> Exercise description: The listing below should be printed exactly, every line of it. Skip the pictures.

Point placement records:
___

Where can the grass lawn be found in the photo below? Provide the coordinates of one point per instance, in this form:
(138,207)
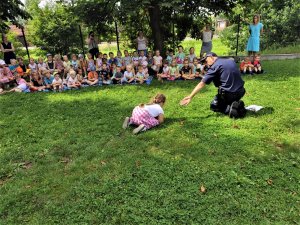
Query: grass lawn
(64,158)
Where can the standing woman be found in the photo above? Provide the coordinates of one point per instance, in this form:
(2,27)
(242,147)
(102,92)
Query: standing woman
(141,43)
(253,42)
(207,36)
(8,49)
(92,44)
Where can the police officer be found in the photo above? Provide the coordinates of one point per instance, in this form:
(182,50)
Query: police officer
(227,78)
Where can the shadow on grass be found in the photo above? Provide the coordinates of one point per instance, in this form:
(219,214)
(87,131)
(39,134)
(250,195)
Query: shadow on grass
(262,112)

___

> Expected answer:
Where can the grass lawn be found in the photo below? Provide the coordinates of one point per instance, in this form:
(138,207)
Query: grass lawn
(64,158)
Where can the standing woman be found in the photo above? Provide the coordinates of one point per instance, in this form:
(2,27)
(242,147)
(102,92)
Query: standing woman
(141,43)
(253,42)
(207,36)
(8,49)
(92,44)
Where can the police officer be found in the photo above? Provide the coordinates of one point per instance, in this form:
(182,50)
Query: police officer
(227,78)
Where can the shadow on grass be found in the photo above? Provide the coordinates of one point per instance, in this form:
(219,214)
(87,131)
(39,134)
(250,195)
Query: shadow on grass
(262,112)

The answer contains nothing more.